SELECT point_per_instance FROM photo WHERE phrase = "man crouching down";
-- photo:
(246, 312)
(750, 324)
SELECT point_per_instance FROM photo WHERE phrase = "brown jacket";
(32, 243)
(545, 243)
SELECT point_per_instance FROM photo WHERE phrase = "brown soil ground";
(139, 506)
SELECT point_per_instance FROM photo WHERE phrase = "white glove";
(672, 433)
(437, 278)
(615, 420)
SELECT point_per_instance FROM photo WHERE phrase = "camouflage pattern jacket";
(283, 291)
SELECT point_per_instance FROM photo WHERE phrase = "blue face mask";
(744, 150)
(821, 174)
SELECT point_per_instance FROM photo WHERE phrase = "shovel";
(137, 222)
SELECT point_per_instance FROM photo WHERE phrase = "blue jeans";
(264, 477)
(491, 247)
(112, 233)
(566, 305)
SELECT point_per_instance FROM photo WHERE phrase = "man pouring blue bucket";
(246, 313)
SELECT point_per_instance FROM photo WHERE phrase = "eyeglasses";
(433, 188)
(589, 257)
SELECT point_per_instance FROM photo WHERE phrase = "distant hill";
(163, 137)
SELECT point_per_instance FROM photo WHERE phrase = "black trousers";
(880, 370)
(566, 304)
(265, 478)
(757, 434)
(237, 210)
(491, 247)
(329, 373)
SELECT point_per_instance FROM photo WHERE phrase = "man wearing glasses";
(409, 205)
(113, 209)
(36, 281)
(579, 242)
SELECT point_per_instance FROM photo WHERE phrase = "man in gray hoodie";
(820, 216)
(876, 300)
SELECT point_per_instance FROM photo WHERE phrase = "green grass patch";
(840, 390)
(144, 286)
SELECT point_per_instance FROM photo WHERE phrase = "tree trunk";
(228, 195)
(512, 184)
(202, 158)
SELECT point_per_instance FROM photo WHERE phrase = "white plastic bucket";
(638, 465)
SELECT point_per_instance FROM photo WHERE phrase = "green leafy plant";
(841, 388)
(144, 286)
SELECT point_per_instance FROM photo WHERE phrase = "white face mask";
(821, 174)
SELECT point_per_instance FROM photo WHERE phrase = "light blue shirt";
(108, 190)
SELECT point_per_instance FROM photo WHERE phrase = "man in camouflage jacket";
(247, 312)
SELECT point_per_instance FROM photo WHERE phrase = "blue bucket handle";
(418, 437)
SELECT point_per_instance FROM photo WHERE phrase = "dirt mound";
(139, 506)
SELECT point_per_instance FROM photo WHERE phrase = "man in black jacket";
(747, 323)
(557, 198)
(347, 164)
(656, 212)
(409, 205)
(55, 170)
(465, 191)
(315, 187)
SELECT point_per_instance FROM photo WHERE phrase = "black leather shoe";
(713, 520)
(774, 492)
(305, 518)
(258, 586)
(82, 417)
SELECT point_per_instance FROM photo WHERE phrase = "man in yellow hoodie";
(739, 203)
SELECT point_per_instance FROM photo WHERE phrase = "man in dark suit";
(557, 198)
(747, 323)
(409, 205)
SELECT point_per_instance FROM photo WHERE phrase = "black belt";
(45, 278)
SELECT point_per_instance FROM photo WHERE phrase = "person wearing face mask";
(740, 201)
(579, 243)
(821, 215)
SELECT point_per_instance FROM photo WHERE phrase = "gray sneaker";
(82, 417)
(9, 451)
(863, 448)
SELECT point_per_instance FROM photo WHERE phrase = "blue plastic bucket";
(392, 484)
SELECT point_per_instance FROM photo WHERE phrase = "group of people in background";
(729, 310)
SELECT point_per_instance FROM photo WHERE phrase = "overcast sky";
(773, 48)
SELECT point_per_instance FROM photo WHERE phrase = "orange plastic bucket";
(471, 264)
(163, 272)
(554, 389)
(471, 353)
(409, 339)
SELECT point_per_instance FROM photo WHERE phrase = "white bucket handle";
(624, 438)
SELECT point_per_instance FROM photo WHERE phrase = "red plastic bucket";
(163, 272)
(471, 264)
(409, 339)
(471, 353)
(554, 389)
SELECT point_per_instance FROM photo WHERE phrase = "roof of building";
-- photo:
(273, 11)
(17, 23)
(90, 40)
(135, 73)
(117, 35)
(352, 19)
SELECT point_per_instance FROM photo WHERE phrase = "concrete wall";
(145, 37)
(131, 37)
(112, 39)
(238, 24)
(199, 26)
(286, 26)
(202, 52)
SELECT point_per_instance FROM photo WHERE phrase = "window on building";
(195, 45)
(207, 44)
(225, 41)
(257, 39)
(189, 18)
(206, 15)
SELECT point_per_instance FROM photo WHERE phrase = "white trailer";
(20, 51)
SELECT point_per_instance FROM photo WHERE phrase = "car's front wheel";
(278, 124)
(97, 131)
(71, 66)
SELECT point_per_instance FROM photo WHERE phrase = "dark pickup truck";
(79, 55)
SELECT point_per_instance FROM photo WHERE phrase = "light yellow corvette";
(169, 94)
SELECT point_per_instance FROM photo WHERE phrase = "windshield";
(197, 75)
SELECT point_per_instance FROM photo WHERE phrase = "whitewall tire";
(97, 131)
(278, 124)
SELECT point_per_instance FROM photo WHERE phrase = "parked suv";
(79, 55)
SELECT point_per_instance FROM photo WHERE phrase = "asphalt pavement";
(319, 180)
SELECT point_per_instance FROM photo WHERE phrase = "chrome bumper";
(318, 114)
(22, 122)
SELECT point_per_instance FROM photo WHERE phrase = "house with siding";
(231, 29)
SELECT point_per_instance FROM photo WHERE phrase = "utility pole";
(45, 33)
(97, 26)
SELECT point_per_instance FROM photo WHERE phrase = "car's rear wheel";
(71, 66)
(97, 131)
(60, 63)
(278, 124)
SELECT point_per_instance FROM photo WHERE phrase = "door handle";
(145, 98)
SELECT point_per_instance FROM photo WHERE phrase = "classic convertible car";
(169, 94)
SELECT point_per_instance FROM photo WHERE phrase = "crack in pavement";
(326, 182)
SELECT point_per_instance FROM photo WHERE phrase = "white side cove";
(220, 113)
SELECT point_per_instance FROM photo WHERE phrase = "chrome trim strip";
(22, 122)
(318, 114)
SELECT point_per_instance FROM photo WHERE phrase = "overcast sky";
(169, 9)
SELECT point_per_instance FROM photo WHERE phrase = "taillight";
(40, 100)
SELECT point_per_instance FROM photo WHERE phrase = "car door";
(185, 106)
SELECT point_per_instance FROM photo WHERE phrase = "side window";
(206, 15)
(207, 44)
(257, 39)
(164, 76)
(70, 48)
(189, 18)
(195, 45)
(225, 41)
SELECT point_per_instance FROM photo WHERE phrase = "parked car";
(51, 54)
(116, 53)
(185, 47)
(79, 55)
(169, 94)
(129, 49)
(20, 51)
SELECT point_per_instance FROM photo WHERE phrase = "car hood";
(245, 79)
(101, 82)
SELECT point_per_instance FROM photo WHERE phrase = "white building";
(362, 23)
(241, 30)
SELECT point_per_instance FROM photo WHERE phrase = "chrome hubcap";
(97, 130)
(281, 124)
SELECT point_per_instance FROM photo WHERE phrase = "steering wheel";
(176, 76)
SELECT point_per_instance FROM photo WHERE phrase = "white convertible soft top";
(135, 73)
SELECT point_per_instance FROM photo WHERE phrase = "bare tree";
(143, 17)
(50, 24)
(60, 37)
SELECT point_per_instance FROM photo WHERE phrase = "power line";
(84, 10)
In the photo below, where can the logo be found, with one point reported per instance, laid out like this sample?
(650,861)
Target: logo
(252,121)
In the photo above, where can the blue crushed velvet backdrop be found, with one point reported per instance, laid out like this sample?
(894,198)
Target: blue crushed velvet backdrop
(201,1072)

• Aim of the task
Reproduce the listing shown above in its entirety, exactly.

• Answer for this exercise
SELECT point_per_instance FROM photo WHERE phrase = "man crouching down";
-- photo:
(246, 312)
(750, 324)
SELECT point_per_instance FROM photo WHERE phrase = "brown jacket";
(32, 243)
(545, 243)
SELECT point_per_instance FROM photo WHERE phrase = "brown soil ground";
(139, 506)
SELECT point_per_instance FROM photo WHERE phrase = "white glove";
(672, 433)
(437, 278)
(615, 420)
SELECT point_per_instance FROM photo WHERE phrase = "camouflage pattern jacket";
(283, 291)
SELECT point_per_instance FROM photo WHERE phrase = "blue face mask";
(744, 150)
(821, 174)
SELECT point_per_instance FROM photo WHERE phrase = "shovel";
(137, 222)
SELECT point_per_instance FROM photo WHERE phrase = "blue jeans";
(264, 477)
(491, 247)
(112, 233)
(566, 305)
SELECT point_per_instance FROM photo WHERE phrase = "man pouring blue bucket";
(246, 313)
SELECT point_per_instance FROM photo WHERE phrase = "eyeglasses";
(433, 188)
(589, 257)
SELECT point_per_instance FROM photo WHERE phrase = "distant hill";
(163, 137)
SELECT point_per_instance FROM photo WHERE phrase = "black trousers";
(880, 370)
(566, 304)
(265, 478)
(757, 434)
(237, 210)
(491, 247)
(329, 373)
SELECT point_per_instance FROM photo WHERE phrase = "man wearing glasses";
(409, 205)
(113, 209)
(36, 281)
(579, 242)
SELECT point_per_instance FROM photo WHERE phrase = "man in gray hoodie";
(820, 216)
(876, 300)
SELECT point_per_instance FROM photo WHERE phrase = "green grass patch";
(840, 390)
(144, 286)
SELECT point_per_instance FROM photo WHERE phrase = "tree trunk";
(228, 195)
(512, 184)
(202, 158)
SELECT point_per_instance FROM photo WHERE phrase = "white plastic bucket";
(638, 465)
SELECT point_per_instance FROM photo WHERE phrase = "green leafy plant";
(841, 388)
(144, 286)
SELECT point_per_instance FROM photo WHERE phrase = "white face mask";
(821, 174)
SELECT point_per_instance FROM photo WHERE phrase = "light blue shirt";
(108, 190)
SELECT point_per_instance FROM photo WHERE phrase = "man in camouflage jacket";
(247, 312)
SELECT point_per_instance FROM photo WHERE phrase = "blue bucket handle";
(418, 437)
SELECT point_per_instance FROM photo WHERE phrase = "dirt mound";
(139, 506)
SELECT point_per_instance FROM photo WHERE phrase = "man in black jacket";
(747, 323)
(557, 198)
(347, 164)
(656, 212)
(409, 205)
(55, 170)
(465, 191)
(315, 187)
SELECT point_per_instance FROM photo WHERE phrase = "black leather shoe";
(713, 520)
(774, 492)
(305, 518)
(258, 586)
(82, 417)
SELECT point_per_instance FROM photo WHERE phrase = "man in yellow hoodie";
(739, 203)
SELECT point_per_instance FROM photo WHERE phrase = "man in dark suit";
(557, 198)
(747, 323)
(409, 205)
SELECT point_per_instance FROM photo WHERE phrase = "black belt";
(45, 278)
SELECT point_per_instance FROM photo WHERE phrase = "person wearing face mask";
(740, 201)
(579, 243)
(821, 215)
SELECT point_per_instance FROM photo WHERE phrase = "gray sneaker";
(82, 417)
(9, 451)
(863, 448)
SELECT point_per_instance FROM photo WHERE phrase = "blue plastic bucket";
(392, 484)
SELECT point_per_instance FROM photo WHERE phrase = "group of people in background";
(729, 310)
SELECT point_per_instance FROM photo WHERE phrase = "overcast sky";
(773, 48)
SELECT point_per_instance FROM photo WHERE phrase = "orange plastic bucket";
(471, 264)
(163, 272)
(554, 389)
(471, 353)
(409, 339)
SELECT point_per_instance FROM photo WHERE phrase = "white bucket handle";
(624, 438)
SELECT point_per_instance FROM photo WHERE phrase = "red plastic bucket";
(163, 272)
(471, 264)
(409, 339)
(471, 353)
(554, 389)
SELECT point_per_instance FROM photo WHERE phrase = "roof of building";
-- photo:
(273, 11)
(17, 23)
(90, 40)
(135, 73)
(117, 35)
(352, 19)
SELECT point_per_instance FROM photo WHERE phrase = "concrete wall";
(145, 37)
(131, 37)
(112, 39)
(238, 24)
(199, 26)
(286, 26)
(202, 52)
SELECT point_per_instance FROM photo WHERE phrase = "window on building";
(195, 45)
(207, 44)
(225, 41)
(257, 39)
(189, 18)
(206, 15)
SELECT point_per_instance FROM photo WHERE phrase = "white trailer";
(20, 51)
SELECT point_per_instance FROM photo WHERE phrase = "car's front wheel";
(278, 124)
(97, 131)
(71, 66)
SELECT point_per_instance FROM photo WHERE phrase = "dark pickup truck";
(79, 55)
SELECT point_per_instance FROM photo WHERE phrase = "light yellow corvette";
(169, 94)
SELECT point_per_instance FROM photo WHERE phrase = "windshield";
(197, 75)
SELECT point_per_instance FROM photo WHERE phrase = "whitewall tire";
(97, 131)
(278, 124)
SELECT point_per_instance FROM photo WHERE phrase = "parked suv";
(79, 55)
SELECT point_per_instance FROM photo WHERE phrase = "asphalt pavement";
(319, 180)
SELECT point_per_instance FROM photo WHERE phrase = "chrome bumper";
(318, 114)
(22, 122)
SELECT point_per_instance FROM photo WHERE phrase = "house with siding";
(231, 29)
SELECT point_per_instance FROM photo WHERE phrase = "utility pole";
(45, 33)
(97, 26)
SELECT point_per_instance FROM photo WHERE phrase = "car's rear wheel";
(71, 66)
(97, 131)
(60, 63)
(278, 124)
SELECT point_per_instance FROM photo WHERE phrase = "door handle";
(145, 98)
SELECT point_per_instance FROM photo WHERE phrase = "classic convertible car";
(169, 94)
SELECT point_per_instance FROM photo WHERE phrase = "crack in pavement";
(326, 182)
SELECT point_per_instance FROM photo WHERE phrase = "white side cove";
(220, 113)
SELECT point_per_instance FROM photo WHERE phrase = "chrome trim strip";
(22, 122)
(318, 114)
SELECT point_per_instance FROM photo WHERE phrase = "overcast sky";
(169, 9)
SELECT point_per_instance FROM photo WHERE phrase = "taillight";
(40, 100)
SELECT point_per_instance FROM photo WHERE phrase = "car door";
(185, 106)
SELECT point_per_instance FROM photo WHERE phrase = "side window";
(206, 15)
(207, 44)
(257, 39)
(164, 76)
(70, 48)
(189, 18)
(195, 45)
(225, 41)
SELECT point_per_instance FROM photo WHERE phrase = "parked car";
(51, 54)
(116, 53)
(185, 47)
(79, 55)
(169, 94)
(129, 49)
(20, 51)
SELECT point_per_instance FROM photo WHERE phrase = "car hood";
(245, 79)
(101, 82)
SELECT point_per_instance FROM photo WHERE phrase = "white building";
(362, 23)
(241, 30)
SELECT point_per_instance FROM photo WHERE phrase = "chrome hubcap";
(97, 130)
(281, 124)
SELECT point_per_instance FROM photo WHERE phrase = "steering wheel";
(176, 76)
SELECT point_per_instance FROM photo WHERE phrase = "white convertible soft top";
(135, 73)
SELECT point_per_instance FROM photo WHERE phrase = "bare tree";
(143, 17)
(50, 24)
(60, 37)
SELECT point_per_instance FROM photo WHERE phrase = "power line";
(84, 10)
In the photo below, where can the logo be found, with one point reported per instance, laid out like this sample?
(650,861)
Target: logo
(252,121)
In the photo above, where can the blue crushed velvet backdrop be found, with one point reported per instance, laid out like this sample?
(894,198)
Target: blue crushed velvet backdrop
(201,1072)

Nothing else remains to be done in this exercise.